→ **TEXTE**

_____

Les Tours sarrasines de Venasque

LES TÉMOINS DU PASSÉ

ANTIQUITÉ

LES TOURS DITES « SARRASINES »

DE VENASQUE  

TYPE : remparts, enceinte romaine.

NOM : tours dites « Sarrasines ».

STYLE : Gallo-romain et médiéval.

ÉPOQUE : à la fin du IIIème siècle, les romains érigent une muraille sur l’emplacement d’un mur primitif. La muraille sera renforcée à la fin du IVème siècle, et lors de la période mérovingienne lorsque l’évêché sera transféré à Venasque.

PÉRIODES DE CONSTRUCTION : Ier, IIIème et XIIème siècles.

PROTECTION : classement sur la liste des Monuments Historiques par arrêté du 15 mars 1892.

ÉTAT DE CONSERVATION : vestiges.

HAUTEUR : 18 mètres (pour la plus haute des trois).

PROPRIÉTAIRE : la commune.

COMMUNE : Venasque.

Blason de la ville de Venasque

DÉPARTEMENT : le Vaucluse.

Blason du département du Vaucluse

RÉGION : Provence-Alpes-Côte d’Azur.

Blason de la région Provence-Alpes-Côte d’Azur

VENASQUE

Venasque

LOCALISATION :

Venasque est une commune française située dans le département de Vaucluse, en région Provence-Alpes-Côte d’Azur. Le village se situe à environ 11 km au sud-est de Carpentras par le CD 4, puis le CD 28 et à une trentaine de km d’Avignon.

PRÉSENTATION

Le village de Venasque se dresse sur un éperon rocheux aux flancs abrupts, au débouché des gorges de la Nesque. Le territoire de la commune est composé de terres cultivables vers la plaine de Carpentras, et de zones de garrigue sur les hauteurs des monts de Vaucluse. La commune occupe donc une position facile à défendre. Par le passé, cette situation privilégiée a conduit très rapidement à une occupation humaine.

L’origine du nom « Venasque » serait issue du celto-ligure, « Vindasca » (VIème siècle) ou « Vendasca » (Xème siècle). Le préfixe « vind », d’origine celte, se traduit par blanc et le suffixe ligure, « asca », par rocher ; donc : rocher blanc (et par extension « qui s’aperçoit de loin »).

Ville de Venasque

Venasque a donné son nom au Comtat Venaissin. Cette appellation proviendrait de « Comitatus Vendascensis », Comité de Venasque (qui représentait un groupement des habitants des villages du pays de Venasque contre d’éventuelles attaques extérieures). Par la suite le nom va se transformer, passant de Comité à Comté, puis à Comtat.

Le Traité de Meaux, ou traité de Paris (12 avril 1229), met fin à la Croisade contre les Albigeois, et rattache définitivement les pays occitans à la couronne de France. Par cet accord, toutes les terres situées à l’ouest du Rhône et contrôlées par les armées du Roy deviennent partie intégrante du domaine des Capétiens. Le territoire du Marquisat de Provence, situé à l’est du Rhône, est quant à lui légué à l’autorité pontificale de Rome. (Jusqu’à la Révolution française, il portera le nom de Comtat-Venaissin).

_____

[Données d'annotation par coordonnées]
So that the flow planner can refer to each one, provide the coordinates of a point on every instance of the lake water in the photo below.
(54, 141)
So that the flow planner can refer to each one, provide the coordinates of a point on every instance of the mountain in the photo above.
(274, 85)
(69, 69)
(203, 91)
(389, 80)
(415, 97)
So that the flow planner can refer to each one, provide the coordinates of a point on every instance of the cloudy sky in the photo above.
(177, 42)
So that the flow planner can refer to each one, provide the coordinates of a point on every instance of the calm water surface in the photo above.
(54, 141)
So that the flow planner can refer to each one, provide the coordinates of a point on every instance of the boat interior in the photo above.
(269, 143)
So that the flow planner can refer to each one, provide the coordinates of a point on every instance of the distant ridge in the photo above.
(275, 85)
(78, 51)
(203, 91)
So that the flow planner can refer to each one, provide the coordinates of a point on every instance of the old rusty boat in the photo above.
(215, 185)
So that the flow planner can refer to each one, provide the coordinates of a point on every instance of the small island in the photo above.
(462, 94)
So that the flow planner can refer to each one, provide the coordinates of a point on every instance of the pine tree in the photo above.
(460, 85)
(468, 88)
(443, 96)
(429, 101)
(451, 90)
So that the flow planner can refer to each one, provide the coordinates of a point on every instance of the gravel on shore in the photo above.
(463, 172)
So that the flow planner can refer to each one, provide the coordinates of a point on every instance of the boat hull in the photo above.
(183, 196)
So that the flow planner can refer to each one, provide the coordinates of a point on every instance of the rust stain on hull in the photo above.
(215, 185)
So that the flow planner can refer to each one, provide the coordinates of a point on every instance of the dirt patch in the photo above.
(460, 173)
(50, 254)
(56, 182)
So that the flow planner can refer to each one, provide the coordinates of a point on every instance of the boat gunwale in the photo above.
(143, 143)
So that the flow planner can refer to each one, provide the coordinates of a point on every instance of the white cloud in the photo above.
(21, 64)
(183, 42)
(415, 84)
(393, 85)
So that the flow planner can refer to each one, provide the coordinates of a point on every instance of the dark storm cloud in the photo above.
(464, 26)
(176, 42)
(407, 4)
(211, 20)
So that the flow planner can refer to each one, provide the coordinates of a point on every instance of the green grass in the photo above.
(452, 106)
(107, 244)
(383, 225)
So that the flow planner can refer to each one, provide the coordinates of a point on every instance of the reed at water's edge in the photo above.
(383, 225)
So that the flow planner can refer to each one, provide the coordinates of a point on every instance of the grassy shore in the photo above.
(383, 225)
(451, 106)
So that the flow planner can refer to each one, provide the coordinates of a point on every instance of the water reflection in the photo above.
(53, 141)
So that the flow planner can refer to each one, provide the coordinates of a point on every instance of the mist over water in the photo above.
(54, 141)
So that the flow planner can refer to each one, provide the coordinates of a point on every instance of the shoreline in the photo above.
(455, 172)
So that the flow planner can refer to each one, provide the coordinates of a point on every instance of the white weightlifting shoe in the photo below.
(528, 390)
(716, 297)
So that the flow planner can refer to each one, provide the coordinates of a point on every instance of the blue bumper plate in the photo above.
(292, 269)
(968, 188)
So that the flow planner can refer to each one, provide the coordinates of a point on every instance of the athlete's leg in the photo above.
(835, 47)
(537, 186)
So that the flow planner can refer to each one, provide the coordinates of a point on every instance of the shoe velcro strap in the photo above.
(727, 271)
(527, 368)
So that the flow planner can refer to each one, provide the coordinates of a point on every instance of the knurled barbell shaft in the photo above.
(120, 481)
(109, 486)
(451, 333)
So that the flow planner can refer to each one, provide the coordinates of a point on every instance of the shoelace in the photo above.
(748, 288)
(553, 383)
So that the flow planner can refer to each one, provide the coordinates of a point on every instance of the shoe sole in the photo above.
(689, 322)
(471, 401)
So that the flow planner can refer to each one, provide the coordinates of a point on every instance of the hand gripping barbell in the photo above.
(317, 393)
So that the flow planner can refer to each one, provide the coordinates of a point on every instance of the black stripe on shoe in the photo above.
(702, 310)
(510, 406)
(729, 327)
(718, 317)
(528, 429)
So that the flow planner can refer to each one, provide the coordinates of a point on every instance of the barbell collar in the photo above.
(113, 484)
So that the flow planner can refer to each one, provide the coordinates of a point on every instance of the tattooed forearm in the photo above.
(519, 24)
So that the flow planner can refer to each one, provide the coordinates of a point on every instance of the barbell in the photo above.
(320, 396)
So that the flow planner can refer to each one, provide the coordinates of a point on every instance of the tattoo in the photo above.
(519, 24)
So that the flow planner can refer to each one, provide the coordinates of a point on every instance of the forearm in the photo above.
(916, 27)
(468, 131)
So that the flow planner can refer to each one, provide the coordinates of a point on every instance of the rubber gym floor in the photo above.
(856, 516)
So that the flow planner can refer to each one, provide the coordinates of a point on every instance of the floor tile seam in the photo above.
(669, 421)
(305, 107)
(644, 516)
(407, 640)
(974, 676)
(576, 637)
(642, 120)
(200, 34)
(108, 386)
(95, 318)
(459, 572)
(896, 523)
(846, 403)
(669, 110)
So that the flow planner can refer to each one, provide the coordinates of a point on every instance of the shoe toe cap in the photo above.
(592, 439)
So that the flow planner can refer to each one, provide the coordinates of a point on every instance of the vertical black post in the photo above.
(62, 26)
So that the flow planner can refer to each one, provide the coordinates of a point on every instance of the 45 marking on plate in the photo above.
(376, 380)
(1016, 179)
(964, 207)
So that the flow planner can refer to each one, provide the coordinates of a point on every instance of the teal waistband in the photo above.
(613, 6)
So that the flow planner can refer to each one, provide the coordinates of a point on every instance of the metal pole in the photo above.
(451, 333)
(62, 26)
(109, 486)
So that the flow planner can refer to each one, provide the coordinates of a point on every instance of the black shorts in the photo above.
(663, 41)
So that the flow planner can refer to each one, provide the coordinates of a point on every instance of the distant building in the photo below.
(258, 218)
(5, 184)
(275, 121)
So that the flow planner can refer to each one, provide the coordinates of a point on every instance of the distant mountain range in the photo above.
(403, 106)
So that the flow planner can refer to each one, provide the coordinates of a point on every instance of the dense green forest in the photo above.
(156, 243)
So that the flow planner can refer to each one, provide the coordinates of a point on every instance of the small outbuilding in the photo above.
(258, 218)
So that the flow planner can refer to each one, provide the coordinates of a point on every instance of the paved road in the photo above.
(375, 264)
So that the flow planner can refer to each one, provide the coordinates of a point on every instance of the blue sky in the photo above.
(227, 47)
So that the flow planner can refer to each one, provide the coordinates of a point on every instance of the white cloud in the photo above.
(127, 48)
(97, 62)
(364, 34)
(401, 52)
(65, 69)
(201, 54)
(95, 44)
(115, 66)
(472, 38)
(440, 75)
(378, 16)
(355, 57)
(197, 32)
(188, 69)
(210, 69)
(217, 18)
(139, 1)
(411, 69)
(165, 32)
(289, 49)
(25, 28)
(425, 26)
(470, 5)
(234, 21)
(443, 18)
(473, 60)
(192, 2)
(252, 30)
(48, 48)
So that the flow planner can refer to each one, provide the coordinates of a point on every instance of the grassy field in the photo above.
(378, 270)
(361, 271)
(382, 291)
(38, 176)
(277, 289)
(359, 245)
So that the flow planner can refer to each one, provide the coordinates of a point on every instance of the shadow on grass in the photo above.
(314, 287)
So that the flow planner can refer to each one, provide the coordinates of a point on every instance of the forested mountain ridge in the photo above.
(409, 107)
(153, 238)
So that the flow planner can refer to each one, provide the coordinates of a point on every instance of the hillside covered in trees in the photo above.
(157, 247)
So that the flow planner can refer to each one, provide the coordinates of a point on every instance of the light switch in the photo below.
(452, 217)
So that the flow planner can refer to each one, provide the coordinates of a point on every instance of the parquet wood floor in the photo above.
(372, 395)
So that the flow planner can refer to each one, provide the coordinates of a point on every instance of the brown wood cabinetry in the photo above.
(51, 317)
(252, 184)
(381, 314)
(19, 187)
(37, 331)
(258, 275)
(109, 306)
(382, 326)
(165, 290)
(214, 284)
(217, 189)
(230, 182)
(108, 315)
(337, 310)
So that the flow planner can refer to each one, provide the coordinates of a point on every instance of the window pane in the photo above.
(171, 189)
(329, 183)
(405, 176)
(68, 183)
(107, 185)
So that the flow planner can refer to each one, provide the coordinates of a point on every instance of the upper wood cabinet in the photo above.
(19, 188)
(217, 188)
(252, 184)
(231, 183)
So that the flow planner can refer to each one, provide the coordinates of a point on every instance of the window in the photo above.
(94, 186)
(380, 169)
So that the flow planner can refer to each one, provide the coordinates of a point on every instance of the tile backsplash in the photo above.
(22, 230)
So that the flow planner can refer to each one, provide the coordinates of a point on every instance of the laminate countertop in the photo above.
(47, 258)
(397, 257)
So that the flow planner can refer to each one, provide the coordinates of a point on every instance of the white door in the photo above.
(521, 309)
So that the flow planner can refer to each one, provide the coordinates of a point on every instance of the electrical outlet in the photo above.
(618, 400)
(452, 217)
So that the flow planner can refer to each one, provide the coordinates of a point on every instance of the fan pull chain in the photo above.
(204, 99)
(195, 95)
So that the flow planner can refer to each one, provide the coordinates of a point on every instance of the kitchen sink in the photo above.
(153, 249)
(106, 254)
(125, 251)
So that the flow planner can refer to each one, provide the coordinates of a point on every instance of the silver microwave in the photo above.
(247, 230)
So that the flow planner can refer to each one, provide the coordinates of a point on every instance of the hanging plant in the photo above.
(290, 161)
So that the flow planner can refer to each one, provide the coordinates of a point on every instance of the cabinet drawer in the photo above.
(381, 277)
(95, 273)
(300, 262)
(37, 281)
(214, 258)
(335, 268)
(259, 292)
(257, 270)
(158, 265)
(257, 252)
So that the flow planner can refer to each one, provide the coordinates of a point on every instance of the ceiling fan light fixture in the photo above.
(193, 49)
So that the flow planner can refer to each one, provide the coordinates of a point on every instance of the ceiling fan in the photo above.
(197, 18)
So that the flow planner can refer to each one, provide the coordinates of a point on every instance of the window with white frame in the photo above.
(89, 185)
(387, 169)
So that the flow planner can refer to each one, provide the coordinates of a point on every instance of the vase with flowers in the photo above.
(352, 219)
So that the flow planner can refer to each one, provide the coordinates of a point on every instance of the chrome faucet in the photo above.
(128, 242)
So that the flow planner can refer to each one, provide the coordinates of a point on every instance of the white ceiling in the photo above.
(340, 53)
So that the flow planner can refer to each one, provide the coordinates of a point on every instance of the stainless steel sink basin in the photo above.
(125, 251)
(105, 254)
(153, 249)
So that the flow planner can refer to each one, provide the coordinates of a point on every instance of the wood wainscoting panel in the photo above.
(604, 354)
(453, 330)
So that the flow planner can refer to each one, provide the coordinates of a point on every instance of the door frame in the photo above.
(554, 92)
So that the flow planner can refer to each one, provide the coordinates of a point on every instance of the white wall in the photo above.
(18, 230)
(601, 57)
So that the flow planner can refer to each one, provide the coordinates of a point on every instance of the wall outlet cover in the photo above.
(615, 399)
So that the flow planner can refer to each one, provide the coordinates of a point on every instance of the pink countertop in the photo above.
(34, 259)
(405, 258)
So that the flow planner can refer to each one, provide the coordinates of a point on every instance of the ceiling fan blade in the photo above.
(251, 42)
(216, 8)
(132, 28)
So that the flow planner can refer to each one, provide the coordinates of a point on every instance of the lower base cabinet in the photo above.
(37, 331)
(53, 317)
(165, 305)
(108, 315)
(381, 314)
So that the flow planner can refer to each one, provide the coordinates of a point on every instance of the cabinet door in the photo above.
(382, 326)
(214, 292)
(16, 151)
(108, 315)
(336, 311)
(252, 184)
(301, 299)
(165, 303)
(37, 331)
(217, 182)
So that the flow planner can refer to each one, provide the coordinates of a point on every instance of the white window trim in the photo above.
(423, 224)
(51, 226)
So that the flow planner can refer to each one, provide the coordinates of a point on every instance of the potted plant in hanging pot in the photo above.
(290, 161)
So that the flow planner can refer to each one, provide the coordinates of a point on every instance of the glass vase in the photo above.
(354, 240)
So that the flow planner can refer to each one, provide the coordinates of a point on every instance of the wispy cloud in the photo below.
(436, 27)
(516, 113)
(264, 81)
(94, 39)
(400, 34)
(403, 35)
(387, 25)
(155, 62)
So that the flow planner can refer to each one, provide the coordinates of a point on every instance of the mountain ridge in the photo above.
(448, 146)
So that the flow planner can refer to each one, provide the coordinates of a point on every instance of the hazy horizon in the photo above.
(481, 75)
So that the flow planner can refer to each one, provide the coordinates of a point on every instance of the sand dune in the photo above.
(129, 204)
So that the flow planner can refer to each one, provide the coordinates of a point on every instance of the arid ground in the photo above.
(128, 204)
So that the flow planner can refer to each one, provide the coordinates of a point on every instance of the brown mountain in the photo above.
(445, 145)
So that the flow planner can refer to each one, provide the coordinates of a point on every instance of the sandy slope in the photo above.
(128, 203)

_____

Traduisez en anglais cette phrase du texte sur les tours de Venasque : « La commune occupe donc une position facile à défendre. »

The municipality therefore occupies a position that is easy to defend.